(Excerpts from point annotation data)
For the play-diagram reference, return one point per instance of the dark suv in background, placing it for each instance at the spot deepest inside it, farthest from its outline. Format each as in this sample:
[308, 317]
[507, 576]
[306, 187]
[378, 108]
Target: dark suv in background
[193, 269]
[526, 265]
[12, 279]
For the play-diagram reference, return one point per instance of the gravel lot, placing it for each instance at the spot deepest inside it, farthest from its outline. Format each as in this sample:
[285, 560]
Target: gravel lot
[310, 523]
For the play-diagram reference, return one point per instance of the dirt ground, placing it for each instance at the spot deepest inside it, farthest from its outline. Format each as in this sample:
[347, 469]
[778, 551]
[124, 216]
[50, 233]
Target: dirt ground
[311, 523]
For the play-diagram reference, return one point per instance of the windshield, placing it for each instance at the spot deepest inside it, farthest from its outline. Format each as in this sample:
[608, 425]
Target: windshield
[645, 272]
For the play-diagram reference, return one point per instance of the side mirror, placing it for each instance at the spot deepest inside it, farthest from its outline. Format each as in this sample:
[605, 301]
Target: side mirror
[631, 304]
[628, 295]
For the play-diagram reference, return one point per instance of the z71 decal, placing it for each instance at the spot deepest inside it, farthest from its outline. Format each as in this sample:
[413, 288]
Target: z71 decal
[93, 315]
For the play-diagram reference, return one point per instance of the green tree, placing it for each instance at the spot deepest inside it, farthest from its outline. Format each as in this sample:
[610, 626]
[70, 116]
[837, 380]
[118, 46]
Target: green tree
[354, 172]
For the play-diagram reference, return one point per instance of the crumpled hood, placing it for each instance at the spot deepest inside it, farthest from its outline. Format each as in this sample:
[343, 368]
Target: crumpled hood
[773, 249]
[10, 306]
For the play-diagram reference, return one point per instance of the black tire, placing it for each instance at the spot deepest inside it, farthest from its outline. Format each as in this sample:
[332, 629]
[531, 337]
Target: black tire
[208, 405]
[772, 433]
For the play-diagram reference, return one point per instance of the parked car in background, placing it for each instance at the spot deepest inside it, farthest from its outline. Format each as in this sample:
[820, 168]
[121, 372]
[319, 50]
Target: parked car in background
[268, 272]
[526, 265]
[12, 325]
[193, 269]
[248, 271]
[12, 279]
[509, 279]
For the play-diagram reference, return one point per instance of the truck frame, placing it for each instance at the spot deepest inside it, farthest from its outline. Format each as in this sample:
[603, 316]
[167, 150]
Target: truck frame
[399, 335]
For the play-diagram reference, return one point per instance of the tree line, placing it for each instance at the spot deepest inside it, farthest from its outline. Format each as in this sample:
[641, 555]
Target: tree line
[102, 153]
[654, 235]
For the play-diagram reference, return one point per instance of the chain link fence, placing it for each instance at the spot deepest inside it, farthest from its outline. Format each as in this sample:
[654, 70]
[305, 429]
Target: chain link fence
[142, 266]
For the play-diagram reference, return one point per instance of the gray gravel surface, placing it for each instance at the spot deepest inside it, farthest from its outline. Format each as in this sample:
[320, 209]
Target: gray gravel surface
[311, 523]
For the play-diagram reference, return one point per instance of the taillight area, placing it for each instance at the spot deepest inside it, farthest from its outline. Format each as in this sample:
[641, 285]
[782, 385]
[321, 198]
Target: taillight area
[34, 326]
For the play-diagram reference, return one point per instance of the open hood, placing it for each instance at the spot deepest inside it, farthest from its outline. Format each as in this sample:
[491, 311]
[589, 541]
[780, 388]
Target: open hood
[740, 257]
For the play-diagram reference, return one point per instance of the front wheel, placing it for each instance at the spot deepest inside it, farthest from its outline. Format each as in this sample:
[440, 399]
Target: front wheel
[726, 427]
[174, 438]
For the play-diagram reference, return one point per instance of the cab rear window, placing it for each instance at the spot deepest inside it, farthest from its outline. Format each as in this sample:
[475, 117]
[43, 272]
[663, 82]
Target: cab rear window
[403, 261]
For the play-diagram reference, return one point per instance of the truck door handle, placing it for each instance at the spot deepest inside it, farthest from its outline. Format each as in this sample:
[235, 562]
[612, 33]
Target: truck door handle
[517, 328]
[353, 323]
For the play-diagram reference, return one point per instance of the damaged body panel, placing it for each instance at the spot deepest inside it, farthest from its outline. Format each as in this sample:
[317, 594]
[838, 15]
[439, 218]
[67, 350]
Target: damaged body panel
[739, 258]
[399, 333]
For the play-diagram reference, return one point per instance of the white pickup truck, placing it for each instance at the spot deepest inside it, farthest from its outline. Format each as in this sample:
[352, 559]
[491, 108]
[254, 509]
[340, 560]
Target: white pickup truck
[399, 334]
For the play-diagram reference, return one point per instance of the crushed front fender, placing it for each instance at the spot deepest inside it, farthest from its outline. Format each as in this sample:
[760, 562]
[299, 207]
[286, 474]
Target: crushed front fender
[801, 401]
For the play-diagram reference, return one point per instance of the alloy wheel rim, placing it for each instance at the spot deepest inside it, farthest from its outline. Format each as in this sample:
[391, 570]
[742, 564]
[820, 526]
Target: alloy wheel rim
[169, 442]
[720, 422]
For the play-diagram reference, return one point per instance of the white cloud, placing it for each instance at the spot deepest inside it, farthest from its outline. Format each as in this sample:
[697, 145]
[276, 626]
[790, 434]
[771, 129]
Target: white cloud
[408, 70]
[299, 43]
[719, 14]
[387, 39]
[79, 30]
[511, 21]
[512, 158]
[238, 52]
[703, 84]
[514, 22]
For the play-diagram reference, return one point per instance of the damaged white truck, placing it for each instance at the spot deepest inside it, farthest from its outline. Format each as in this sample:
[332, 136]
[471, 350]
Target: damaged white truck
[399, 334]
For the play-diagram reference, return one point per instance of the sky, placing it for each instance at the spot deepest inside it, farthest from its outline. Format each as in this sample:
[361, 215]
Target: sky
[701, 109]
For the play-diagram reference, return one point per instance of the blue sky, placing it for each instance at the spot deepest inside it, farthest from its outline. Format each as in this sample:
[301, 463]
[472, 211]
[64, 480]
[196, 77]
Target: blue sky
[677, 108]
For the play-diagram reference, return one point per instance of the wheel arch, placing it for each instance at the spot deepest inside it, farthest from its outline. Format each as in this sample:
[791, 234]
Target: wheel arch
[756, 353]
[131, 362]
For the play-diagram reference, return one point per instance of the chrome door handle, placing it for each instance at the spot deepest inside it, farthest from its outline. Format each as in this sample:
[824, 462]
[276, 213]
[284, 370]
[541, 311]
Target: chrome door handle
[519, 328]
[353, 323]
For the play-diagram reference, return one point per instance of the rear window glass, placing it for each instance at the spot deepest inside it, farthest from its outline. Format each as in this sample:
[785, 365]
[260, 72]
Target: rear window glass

DIRECTIVE
Write out everything from the line containing "of the wheel" down to the end of the entries, requests included. Multiply each answer coordinate by 1.4 and round it to a whole number, halves up, but leave the requests and their sample coordinates unchanged.

RESULT OF THE EXERCISE
For the play-diagram reference, return one point per instance of the wheel arch, placing it for each instance at the spot deepest inside it, farthest from its outline. Format each as in this sample:
[791, 234]
Target: wheel arch
[1058, 494]
[183, 507]
For the play-diagram reference, return one point per instance of the chrome door handle, placing it for each instance at the spot deepest inside it, farthest from its outline. Format each as in this sample:
[824, 462]
[276, 213]
[284, 370]
[541, 311]
Target: chrome door handle
[727, 459]
[494, 452]
For the play-diagram reference, return one point per instance of the rear window glass, placing it for each instance at the spot deepest inside it, farthest from its outline. Format each as in this sample:
[785, 365]
[260, 72]
Target: rear window glass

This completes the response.